**EXERCISE INSTRUCTIONS**
Rewrite the material from its start through the line holding "Mark the region of every instance of the <item>gold", inclusive, swapping "gold chalice" for "silver chalice" and leaving everything else unchanged.

**PROVIDED MATERIAL**
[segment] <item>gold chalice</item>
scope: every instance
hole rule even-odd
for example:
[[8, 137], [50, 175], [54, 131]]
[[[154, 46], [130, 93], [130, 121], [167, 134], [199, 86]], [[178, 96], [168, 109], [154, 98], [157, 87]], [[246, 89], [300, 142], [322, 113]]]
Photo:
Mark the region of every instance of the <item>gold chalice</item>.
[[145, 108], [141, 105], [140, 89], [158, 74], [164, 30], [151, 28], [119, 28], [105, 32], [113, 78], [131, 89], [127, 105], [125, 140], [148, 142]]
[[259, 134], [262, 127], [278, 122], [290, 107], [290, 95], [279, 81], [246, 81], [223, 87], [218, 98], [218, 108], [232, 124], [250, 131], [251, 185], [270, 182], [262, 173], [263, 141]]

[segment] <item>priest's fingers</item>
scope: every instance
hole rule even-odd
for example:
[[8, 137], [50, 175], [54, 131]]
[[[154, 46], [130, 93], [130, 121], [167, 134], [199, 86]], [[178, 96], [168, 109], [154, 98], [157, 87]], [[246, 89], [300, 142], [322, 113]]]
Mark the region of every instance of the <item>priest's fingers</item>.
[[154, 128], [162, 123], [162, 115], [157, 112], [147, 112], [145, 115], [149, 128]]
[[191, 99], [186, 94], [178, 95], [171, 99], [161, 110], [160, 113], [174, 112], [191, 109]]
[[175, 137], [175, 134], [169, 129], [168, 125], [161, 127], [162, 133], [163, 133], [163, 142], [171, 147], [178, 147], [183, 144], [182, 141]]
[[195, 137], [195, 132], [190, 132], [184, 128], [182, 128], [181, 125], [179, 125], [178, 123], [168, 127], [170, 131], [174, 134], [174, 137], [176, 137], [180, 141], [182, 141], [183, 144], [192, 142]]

**RESULT OF THIS EXERCISE**
[segment] <item>silver chalice</item>
scope: every instance
hole rule even-odd
for example:
[[8, 137], [50, 175], [54, 131]]
[[[154, 46], [130, 93], [130, 121], [167, 134], [199, 86]], [[178, 96], [168, 109], [154, 98], [157, 87]], [[246, 89], [300, 142], [322, 113]]]
Photo:
Mark the region of every instance of the <item>silver chalice</item>.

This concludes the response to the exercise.